▶ _YOUR INSTRUCTIONS_: Find the line that contains "Exercise. Locate the orange" and print it and every line after it, exactly, please.

** Begin INFORMATION PROVIDED **

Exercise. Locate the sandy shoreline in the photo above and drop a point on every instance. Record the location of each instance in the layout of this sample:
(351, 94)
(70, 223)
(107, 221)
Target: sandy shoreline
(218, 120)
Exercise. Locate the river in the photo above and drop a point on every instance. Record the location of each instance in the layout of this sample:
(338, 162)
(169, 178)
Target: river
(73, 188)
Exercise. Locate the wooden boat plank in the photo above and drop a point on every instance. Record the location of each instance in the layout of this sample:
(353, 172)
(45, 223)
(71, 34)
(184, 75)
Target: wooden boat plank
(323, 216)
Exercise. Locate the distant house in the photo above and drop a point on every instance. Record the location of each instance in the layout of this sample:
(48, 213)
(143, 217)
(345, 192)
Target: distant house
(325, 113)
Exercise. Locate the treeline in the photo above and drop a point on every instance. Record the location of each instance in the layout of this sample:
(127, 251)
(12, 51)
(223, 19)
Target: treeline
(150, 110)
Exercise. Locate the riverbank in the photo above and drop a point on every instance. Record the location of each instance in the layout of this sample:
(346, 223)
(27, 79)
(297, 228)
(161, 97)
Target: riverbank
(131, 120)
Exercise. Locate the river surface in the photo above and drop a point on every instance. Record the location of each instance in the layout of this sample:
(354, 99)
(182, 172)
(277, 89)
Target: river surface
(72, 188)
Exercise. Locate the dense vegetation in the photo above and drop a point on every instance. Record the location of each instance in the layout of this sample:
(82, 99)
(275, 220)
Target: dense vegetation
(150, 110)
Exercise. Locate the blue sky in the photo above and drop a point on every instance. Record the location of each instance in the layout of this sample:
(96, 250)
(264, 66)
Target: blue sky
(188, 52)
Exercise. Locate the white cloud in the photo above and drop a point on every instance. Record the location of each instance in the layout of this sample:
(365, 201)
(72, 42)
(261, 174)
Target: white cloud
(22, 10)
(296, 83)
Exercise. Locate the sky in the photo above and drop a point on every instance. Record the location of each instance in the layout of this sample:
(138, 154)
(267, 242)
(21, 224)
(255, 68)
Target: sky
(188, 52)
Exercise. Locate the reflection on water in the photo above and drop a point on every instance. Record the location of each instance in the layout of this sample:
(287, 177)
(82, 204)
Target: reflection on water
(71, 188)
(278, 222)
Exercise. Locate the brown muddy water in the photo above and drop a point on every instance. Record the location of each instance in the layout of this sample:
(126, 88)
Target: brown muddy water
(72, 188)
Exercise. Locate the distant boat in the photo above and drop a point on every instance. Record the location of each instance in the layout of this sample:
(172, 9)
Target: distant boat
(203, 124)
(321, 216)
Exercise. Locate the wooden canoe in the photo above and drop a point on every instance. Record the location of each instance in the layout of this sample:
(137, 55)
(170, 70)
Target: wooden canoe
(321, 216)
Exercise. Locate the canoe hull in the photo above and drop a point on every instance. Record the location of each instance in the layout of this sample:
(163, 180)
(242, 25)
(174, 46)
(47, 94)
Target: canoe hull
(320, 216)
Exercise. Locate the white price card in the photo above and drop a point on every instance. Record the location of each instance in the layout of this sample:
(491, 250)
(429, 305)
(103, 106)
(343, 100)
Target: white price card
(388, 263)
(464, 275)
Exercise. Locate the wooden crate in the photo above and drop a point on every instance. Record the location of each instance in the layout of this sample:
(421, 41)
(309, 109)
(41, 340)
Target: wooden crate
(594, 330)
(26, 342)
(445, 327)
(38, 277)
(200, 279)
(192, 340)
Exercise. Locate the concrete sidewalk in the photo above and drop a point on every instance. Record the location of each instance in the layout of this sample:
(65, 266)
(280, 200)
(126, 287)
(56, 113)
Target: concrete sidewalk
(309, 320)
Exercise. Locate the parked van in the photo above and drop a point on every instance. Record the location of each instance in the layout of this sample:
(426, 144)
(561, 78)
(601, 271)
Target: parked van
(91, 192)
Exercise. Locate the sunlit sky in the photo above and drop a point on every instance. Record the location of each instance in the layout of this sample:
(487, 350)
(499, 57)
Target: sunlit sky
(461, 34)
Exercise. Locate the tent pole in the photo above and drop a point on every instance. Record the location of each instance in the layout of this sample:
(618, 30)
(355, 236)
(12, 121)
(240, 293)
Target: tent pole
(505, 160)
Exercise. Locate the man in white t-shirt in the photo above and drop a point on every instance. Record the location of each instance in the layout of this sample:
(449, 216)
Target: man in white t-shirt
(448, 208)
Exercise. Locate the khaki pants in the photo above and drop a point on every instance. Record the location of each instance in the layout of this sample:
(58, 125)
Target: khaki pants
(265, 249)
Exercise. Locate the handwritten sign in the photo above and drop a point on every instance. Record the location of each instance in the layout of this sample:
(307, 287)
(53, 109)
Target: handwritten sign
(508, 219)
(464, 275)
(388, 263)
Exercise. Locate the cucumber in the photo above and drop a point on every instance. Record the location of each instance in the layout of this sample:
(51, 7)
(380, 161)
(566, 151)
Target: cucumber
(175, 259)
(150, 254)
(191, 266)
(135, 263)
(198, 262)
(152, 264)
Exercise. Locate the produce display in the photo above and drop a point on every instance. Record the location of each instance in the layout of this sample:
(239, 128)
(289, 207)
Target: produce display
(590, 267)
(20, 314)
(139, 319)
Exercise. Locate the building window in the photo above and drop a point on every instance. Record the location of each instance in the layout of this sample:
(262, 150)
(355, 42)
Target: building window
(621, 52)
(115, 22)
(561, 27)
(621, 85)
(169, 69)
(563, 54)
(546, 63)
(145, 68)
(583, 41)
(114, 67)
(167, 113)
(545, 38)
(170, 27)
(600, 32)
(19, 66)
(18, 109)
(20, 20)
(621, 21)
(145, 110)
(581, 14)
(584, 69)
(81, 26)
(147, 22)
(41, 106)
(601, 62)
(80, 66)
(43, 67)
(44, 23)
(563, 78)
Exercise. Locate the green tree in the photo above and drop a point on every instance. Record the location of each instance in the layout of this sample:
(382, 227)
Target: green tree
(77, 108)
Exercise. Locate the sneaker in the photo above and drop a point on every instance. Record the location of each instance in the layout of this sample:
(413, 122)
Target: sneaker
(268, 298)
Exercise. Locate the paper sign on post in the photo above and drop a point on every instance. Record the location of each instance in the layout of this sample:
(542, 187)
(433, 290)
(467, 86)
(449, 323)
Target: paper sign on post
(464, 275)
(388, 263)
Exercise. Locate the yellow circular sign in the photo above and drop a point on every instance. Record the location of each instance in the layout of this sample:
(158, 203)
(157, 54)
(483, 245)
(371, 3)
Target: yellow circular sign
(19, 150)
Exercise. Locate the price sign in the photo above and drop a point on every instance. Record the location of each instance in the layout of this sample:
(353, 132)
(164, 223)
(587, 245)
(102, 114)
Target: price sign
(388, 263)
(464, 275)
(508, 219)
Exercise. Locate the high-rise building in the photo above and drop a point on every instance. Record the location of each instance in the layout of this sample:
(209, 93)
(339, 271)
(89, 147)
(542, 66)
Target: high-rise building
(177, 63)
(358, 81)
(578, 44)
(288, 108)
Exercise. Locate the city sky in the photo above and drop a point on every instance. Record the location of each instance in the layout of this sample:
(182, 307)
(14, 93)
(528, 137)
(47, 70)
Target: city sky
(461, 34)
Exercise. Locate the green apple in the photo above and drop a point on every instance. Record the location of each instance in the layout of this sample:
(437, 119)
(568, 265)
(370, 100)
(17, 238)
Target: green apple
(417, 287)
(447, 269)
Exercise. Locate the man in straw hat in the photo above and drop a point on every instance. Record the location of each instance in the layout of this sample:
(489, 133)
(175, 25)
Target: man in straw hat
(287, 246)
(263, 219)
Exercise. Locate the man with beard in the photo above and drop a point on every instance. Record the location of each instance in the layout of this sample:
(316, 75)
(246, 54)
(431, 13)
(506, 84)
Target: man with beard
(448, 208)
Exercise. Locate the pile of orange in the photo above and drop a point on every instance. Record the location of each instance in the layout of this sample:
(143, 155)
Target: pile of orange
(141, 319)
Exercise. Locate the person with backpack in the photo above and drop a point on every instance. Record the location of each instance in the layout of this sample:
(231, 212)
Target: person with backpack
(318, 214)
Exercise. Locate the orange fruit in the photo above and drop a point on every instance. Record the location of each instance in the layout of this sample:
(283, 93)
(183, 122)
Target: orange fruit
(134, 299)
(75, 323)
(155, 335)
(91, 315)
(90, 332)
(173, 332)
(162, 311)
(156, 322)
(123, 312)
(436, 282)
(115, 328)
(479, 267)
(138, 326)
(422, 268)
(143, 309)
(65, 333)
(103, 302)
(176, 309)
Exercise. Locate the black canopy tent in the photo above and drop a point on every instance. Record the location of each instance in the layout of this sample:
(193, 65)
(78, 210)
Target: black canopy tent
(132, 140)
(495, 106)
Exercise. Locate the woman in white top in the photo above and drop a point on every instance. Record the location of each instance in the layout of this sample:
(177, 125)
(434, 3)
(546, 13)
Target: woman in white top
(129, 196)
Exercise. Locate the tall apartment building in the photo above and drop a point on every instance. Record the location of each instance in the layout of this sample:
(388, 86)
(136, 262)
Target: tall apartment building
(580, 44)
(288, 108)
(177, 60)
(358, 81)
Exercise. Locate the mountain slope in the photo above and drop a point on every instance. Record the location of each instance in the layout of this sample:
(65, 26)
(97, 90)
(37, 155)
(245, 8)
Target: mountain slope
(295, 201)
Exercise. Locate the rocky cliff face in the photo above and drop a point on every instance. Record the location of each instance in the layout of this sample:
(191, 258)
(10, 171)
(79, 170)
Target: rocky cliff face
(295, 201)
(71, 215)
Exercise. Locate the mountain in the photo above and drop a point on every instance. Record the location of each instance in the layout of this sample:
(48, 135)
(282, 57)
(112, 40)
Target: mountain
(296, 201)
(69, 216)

** End INFORMATION PROVIDED **

▶ _SOLUTION BELOW_:
Exercise. Locate the orange fruit in the photo above and drop a point on every instance. Record the location of each instance in the layout of this sample:
(283, 93)
(183, 122)
Target: orange fruit
(134, 299)
(75, 323)
(155, 335)
(91, 315)
(90, 332)
(173, 332)
(162, 311)
(156, 322)
(123, 312)
(436, 282)
(115, 328)
(479, 267)
(138, 326)
(422, 268)
(143, 309)
(65, 333)
(103, 302)
(176, 309)
Exercise. Locate the black canopy tent in the photo above and drop a point on every instance. Record the location of each instance in the layout of this sample:
(193, 65)
(78, 210)
Target: black canopy tent
(132, 140)
(495, 106)
Exercise. Locate the woman in white top in the photo above and drop a point on every instance. Record the location of each instance in the layout of this sample:
(177, 125)
(434, 3)
(546, 13)
Target: woman in white top
(129, 196)
Exercise. Locate the tall apartment building in the photo above and drop a point on every instance. Record the location of each instance in the layout of this sample:
(388, 86)
(136, 262)
Target: tall apartment building
(580, 44)
(288, 108)
(177, 60)
(358, 81)
Exercise. Locate the mountain slope in the photo above and drop a point on every instance. Record the location of each instance in the layout of this sample:
(65, 26)
(97, 90)
(37, 155)
(245, 8)
Target: mountain slope
(295, 201)
Exercise. Locate the rocky cliff face in the photo above and drop a point on every instance. Record the location of each instance in the layout of this sample:
(191, 258)
(10, 171)
(79, 170)
Target: rocky cliff face
(295, 201)
(71, 215)
Exercise. Locate the mountain in the photo above and drop a point on every instance. Record the location of each instance in the layout of this sample:
(48, 135)
(282, 57)
(112, 40)
Target: mountain
(296, 201)
(69, 216)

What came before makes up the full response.